Copy all of the material below line for line, with no changes to wording, numbers, punctuation or order.
Begin
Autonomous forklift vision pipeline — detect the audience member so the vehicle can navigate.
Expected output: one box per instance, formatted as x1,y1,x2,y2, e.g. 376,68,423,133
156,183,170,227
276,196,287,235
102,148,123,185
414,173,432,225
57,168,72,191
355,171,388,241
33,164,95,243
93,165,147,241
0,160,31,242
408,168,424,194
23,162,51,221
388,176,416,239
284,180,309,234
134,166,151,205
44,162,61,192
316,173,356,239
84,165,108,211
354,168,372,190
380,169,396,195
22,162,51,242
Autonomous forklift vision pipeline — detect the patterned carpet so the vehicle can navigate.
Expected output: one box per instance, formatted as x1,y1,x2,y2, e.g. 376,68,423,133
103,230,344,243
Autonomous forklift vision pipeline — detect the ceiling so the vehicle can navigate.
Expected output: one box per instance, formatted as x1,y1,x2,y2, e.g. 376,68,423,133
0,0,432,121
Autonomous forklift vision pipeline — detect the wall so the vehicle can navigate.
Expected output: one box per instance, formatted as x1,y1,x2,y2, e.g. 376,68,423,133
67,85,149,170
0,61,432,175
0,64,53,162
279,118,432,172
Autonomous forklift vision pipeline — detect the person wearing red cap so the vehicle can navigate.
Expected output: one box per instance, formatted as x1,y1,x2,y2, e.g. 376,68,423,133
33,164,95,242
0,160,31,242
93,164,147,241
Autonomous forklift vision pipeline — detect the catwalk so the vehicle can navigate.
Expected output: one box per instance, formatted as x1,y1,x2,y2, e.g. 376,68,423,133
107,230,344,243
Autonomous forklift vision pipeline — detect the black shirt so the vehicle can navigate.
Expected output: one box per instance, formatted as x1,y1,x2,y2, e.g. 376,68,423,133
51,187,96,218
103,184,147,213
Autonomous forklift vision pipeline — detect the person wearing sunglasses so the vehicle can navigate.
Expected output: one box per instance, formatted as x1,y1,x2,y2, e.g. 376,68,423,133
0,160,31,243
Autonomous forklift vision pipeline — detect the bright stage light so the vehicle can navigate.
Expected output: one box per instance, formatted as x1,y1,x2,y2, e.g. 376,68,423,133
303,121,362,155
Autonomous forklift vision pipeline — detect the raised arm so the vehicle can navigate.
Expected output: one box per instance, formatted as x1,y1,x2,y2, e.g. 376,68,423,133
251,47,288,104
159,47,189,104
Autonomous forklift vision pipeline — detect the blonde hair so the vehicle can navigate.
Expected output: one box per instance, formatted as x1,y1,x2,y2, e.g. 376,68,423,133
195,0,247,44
End
**SOLUTION BELOW:**
Autonomous forklift vision pipeline — detect the audience member so the vehicle can navigate.
Expected output: one box per instance, formatted as x1,y1,x2,y2, e.g. 376,68,423,133
156,183,170,227
276,196,287,235
102,148,123,185
414,173,432,225
57,168,72,191
355,171,388,241
33,164,95,243
93,165,147,241
0,160,31,242
408,168,424,194
23,162,51,221
388,176,416,239
284,180,309,234
134,166,151,205
44,162,61,192
316,173,356,239
84,165,108,211
354,168,372,190
380,169,396,195
22,162,51,242
Autonomous forklift vision pipeline — detect the patterned carpet so the vehicle can navigate.
Expected output: one box per instance, formatted as x1,y1,x2,y2, e.g. 376,68,423,133
103,230,344,243
Autonomous forklift vision pipeline — detect the ceiling so the vehicle can navigate.
Expected output: one box per instance, formatted as x1,y1,x2,y2, e.g. 376,68,423,133
0,0,432,121
Autonomous forklift vision pipeline — detect the wall so the vehicle can navigate.
Expected output: one box per instance, formatted as x1,y1,x2,y2, e.g. 376,68,423,133
67,85,149,170
0,61,432,175
0,64,53,162
279,118,432,172
Autonomous forklift vision pipeline — detect the person wearing red cap so the vehicle can navigate.
Expected output: one box per instance, formatted as x1,y1,x2,y2, e.g. 376,68,423,133
33,164,95,242
0,160,31,242
93,164,147,241
Autonomous forklift vision pipeline — detect the catwalk so the vehicle can navigate.
Expected output: one box per instance, formatted as x1,y1,x2,y2, e.g. 376,68,423,133
107,230,344,243
Autonomous forklift vision pipeline — detect the black shirt so the vehicle can navigate.
Expected output: one box per instance, formatted as x1,y1,x2,y2, e.g. 376,68,423,133
51,187,96,218
103,184,147,213
Autonomous forklift vision pipeline — detect the person wearing sunglasses so the vehicle can navigate.
Expected output: one box per instance, formatted as x1,y1,x2,y2, e.g. 376,68,423,133
0,160,31,243
Autonomous forklift vision pipeline — detect the bright stage light so the vehicle can navigate.
Expected output: one box per instance, formatted as x1,y1,x2,y2, e.g. 376,68,423,133
303,121,362,155
Autonomous forklift vision pipeline — detect the raised arm so the vehicle can navigate.
Expected output: one box per instance, formatted as x1,y1,x2,y2, e.g. 376,68,423,133
251,47,288,104
159,47,189,104
Autonomous forklift vision pipeline — detect the blonde hair so the vehicle can navigate.
Expected output: one box per instance, formatted as x1,y1,x2,y2, e.g. 376,68,423,133
195,0,247,44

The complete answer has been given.